Start of Excerpt
Updated on February 22, 2013

As we head into warmer Spring weather and near Summer we need to consider that we may be venturing further from home with our horses in tow. Many of you that have travelled across state lines know that you need to acquire a Veterinary Inspection (Health Certificate) plus other papers necessary for the state you are travelling to. Also, papers that are required by the specific location or facility you will be at during your away stay need to travel with your horse. This may include proof of a negative Coggins Test, the test for Equine Infectious Anemia, within a certain time frame, usually six months, before you are allowed to unload on the grounds.

This does not sound like much of a change and it is not. A lot of states have been working toward aligning with the upcoming federal regulations that become effective March 11th. You have probably heard a few years back of the National Animal Identification System (NAIS) which tried hard to encourage voluntary participation in traceability of livestock namely for disease outbreaks. Some supported the program while others shrugged it off. The USDA (United States Department of Agriculture) reconsidered its approach and now all states require an Interstate Certificate of Veterinary Inspection (ICVI) or other state approved documentation to accompany a horse crossing its boarders.

What is the difference you may ask of the past proposed NAIS system vs. the current ICVI? NAIS required a premise registration that is now taken out of the mix and also wanted each individual animal identified. The realization was that horse owners and other livestock owners already were used to getting a health certificate to travel and this new ICVI is not much of a change. Plus NAIS started off as being recommended and now ICVI is a regulation imposed by the federal government.
End of Excerpt
Start of Record extracts
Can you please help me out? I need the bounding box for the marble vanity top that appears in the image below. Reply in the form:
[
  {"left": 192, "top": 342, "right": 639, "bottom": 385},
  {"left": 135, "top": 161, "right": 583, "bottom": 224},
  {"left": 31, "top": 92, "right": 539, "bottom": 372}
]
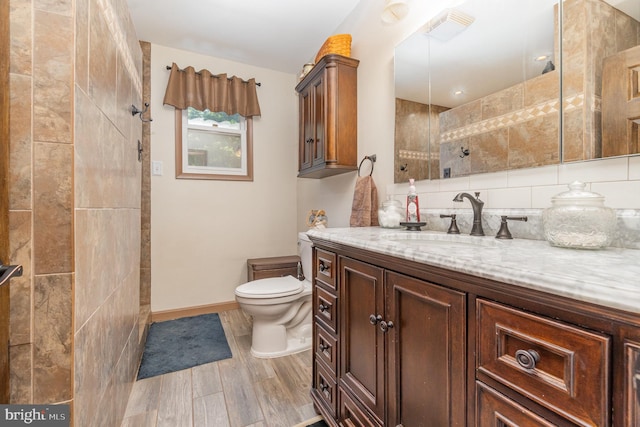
[{"left": 307, "top": 227, "right": 640, "bottom": 314}]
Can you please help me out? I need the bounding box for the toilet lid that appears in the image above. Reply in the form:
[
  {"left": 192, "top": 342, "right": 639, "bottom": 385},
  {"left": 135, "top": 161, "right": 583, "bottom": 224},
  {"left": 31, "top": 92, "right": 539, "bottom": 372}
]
[{"left": 236, "top": 276, "right": 304, "bottom": 298}]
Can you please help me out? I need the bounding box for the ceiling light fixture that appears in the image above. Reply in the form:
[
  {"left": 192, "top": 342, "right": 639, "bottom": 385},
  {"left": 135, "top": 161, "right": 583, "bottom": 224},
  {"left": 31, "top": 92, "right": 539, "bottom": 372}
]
[
  {"left": 423, "top": 8, "right": 475, "bottom": 41},
  {"left": 381, "top": 0, "right": 409, "bottom": 24}
]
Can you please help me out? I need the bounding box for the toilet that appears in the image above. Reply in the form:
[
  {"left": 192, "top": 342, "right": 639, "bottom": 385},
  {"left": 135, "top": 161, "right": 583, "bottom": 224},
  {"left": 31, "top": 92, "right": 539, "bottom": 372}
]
[{"left": 235, "top": 233, "right": 312, "bottom": 358}]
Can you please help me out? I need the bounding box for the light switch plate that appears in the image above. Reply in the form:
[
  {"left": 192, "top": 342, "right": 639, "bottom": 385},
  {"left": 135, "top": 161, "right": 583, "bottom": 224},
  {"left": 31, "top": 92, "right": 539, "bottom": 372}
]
[{"left": 151, "top": 160, "right": 162, "bottom": 176}]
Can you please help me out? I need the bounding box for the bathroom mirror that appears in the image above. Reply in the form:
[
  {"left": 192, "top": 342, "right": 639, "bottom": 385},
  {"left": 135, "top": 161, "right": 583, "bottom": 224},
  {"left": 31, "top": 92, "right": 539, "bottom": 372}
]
[{"left": 394, "top": 0, "right": 640, "bottom": 182}]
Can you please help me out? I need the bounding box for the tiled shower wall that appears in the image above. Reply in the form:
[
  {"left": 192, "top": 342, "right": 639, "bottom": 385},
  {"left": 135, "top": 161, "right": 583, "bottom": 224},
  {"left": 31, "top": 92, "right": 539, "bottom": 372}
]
[{"left": 9, "top": 0, "right": 142, "bottom": 426}]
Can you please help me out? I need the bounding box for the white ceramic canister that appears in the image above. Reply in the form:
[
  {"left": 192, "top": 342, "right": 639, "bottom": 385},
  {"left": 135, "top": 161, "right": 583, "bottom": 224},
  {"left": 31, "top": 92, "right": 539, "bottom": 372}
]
[{"left": 542, "top": 181, "right": 617, "bottom": 249}]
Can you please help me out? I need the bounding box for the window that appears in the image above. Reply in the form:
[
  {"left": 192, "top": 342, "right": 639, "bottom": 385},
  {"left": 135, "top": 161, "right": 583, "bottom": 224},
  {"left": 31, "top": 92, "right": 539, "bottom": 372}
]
[{"left": 176, "top": 107, "right": 253, "bottom": 181}]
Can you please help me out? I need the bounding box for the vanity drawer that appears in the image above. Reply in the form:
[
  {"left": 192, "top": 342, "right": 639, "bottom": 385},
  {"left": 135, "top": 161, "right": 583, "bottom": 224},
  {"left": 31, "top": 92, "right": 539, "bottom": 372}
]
[
  {"left": 314, "top": 360, "right": 338, "bottom": 417},
  {"left": 476, "top": 382, "right": 556, "bottom": 427},
  {"left": 314, "top": 249, "right": 338, "bottom": 290},
  {"left": 476, "top": 300, "right": 610, "bottom": 426},
  {"left": 315, "top": 327, "right": 338, "bottom": 373},
  {"left": 313, "top": 286, "right": 338, "bottom": 333}
]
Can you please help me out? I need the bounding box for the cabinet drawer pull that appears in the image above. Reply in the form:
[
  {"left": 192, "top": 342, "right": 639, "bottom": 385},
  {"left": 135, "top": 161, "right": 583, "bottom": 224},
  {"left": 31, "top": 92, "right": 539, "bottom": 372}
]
[
  {"left": 369, "top": 314, "right": 382, "bottom": 326},
  {"left": 516, "top": 350, "right": 540, "bottom": 369},
  {"left": 380, "top": 320, "right": 393, "bottom": 332}
]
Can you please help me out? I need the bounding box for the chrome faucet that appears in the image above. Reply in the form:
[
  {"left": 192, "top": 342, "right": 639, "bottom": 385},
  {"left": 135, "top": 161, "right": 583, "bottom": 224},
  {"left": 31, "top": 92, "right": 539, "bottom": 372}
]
[{"left": 453, "top": 192, "right": 484, "bottom": 236}]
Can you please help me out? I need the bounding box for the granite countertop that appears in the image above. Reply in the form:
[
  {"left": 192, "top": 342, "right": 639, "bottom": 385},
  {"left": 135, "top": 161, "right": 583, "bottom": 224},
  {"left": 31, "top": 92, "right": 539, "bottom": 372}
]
[{"left": 307, "top": 227, "right": 640, "bottom": 314}]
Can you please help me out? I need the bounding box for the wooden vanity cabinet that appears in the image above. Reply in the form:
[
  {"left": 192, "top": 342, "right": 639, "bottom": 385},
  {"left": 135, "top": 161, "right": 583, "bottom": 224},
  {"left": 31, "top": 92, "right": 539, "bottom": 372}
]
[
  {"left": 296, "top": 55, "right": 359, "bottom": 178},
  {"left": 311, "top": 241, "right": 640, "bottom": 427},
  {"left": 312, "top": 250, "right": 467, "bottom": 427}
]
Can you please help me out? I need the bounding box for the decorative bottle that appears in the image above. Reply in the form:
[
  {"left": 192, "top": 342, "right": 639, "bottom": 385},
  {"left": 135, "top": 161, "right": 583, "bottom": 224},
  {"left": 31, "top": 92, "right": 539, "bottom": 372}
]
[{"left": 407, "top": 178, "right": 420, "bottom": 222}]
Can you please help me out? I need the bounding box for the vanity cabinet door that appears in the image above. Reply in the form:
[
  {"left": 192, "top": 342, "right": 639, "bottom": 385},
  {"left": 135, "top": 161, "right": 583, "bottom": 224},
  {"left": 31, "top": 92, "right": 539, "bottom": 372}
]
[
  {"left": 385, "top": 272, "right": 467, "bottom": 427},
  {"left": 338, "top": 257, "right": 385, "bottom": 424}
]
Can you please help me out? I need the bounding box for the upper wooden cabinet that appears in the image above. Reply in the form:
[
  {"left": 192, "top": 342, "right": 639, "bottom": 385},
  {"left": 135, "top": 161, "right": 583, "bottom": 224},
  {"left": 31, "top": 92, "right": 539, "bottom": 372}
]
[{"left": 296, "top": 55, "right": 360, "bottom": 178}]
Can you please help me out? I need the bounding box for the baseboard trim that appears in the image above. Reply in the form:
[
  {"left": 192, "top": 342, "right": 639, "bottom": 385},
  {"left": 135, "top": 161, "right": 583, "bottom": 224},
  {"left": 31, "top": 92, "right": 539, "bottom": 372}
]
[{"left": 151, "top": 301, "right": 240, "bottom": 322}]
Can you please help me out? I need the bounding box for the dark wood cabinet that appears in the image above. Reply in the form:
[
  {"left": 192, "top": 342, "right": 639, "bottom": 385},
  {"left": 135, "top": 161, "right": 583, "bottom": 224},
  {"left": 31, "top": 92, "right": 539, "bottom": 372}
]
[
  {"left": 312, "top": 249, "right": 467, "bottom": 427},
  {"left": 296, "top": 55, "right": 359, "bottom": 178},
  {"left": 338, "top": 257, "right": 387, "bottom": 424},
  {"left": 385, "top": 272, "right": 467, "bottom": 427},
  {"left": 311, "top": 236, "right": 640, "bottom": 427}
]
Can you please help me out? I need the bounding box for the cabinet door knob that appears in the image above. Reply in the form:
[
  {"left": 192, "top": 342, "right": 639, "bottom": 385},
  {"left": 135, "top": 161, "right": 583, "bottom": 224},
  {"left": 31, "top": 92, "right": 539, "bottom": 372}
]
[
  {"left": 369, "top": 314, "right": 382, "bottom": 326},
  {"left": 380, "top": 320, "right": 393, "bottom": 332},
  {"left": 320, "top": 383, "right": 329, "bottom": 394},
  {"left": 516, "top": 350, "right": 540, "bottom": 369}
]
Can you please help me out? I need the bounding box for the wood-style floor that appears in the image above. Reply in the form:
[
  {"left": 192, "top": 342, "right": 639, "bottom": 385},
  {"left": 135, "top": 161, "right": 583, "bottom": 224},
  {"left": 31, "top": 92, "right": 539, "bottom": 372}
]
[{"left": 122, "top": 310, "right": 316, "bottom": 427}]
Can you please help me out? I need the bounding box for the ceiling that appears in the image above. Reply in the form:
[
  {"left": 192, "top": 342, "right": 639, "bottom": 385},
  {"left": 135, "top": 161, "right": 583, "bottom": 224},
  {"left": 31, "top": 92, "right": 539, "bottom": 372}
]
[
  {"left": 128, "top": 0, "right": 360, "bottom": 73},
  {"left": 395, "top": 0, "right": 640, "bottom": 108}
]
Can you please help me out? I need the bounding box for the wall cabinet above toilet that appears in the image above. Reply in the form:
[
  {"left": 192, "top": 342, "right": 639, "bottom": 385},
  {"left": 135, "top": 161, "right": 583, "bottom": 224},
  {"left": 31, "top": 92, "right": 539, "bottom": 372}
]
[{"left": 296, "top": 55, "right": 360, "bottom": 178}]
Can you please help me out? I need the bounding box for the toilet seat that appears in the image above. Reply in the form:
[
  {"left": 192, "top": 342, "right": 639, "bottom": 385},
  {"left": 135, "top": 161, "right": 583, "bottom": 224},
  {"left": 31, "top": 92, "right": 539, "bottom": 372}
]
[{"left": 236, "top": 276, "right": 304, "bottom": 299}]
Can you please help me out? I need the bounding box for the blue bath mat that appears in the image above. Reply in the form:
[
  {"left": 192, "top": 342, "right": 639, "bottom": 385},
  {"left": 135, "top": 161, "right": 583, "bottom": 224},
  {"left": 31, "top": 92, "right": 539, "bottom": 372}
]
[{"left": 138, "top": 313, "right": 231, "bottom": 380}]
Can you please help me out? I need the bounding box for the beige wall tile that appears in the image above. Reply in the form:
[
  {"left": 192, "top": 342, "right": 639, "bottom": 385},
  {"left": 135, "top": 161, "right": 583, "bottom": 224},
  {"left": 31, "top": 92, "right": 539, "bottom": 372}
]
[
  {"left": 75, "top": 209, "right": 118, "bottom": 331},
  {"left": 33, "top": 143, "right": 73, "bottom": 274},
  {"left": 33, "top": 10, "right": 73, "bottom": 143},
  {"left": 481, "top": 84, "right": 524, "bottom": 120},
  {"left": 9, "top": 211, "right": 33, "bottom": 346},
  {"left": 9, "top": 344, "right": 35, "bottom": 404},
  {"left": 33, "top": 0, "right": 73, "bottom": 16},
  {"left": 9, "top": 0, "right": 33, "bottom": 75},
  {"left": 509, "top": 113, "right": 560, "bottom": 168},
  {"left": 468, "top": 128, "right": 510, "bottom": 173},
  {"left": 9, "top": 74, "right": 32, "bottom": 209},
  {"left": 89, "top": 0, "right": 117, "bottom": 120},
  {"left": 33, "top": 274, "right": 73, "bottom": 403},
  {"left": 74, "top": 1, "right": 90, "bottom": 92}
]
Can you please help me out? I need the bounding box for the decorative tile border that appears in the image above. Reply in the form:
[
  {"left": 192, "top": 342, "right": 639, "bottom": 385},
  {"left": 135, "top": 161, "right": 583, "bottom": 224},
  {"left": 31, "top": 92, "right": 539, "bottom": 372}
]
[
  {"left": 398, "top": 150, "right": 438, "bottom": 160},
  {"left": 440, "top": 93, "right": 598, "bottom": 143}
]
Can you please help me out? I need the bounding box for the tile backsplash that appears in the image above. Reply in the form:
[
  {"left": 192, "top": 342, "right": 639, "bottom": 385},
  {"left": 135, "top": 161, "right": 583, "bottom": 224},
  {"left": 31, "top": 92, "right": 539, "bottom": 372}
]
[{"left": 387, "top": 156, "right": 640, "bottom": 249}]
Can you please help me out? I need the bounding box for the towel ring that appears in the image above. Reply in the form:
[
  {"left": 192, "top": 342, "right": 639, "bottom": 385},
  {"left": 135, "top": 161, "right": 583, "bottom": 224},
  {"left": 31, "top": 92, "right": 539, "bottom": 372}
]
End of Record extracts
### Requirement A
According to the excerpt on traveling with horses, on what date do the upcoming federal regulations take effect?
### Requirement B
In the excerpt on traveling with horses, retype everything from "This does not" down to "crossing its boarders.", word for word.

### Answer space A
March 11th.

### Answer space B
This does not sound like much of a change and it is not. A lot of states have been working toward aligning with the upcoming federal regulations that become effective March 11th. You have probably heard a few years back of the National Animal Identification System (NAIS) which tried hard to encourage voluntary participation in traceability of livestock namely for disease outbreaks. Some supported the program while others shrugged it off. The USDA (United States Department of Agriculture) reconsidered its approach and now all states require an Interstate Certificate of Veterinary Inspection (ICVI) or other state approved documentation to accompany a horse crossing its boarders.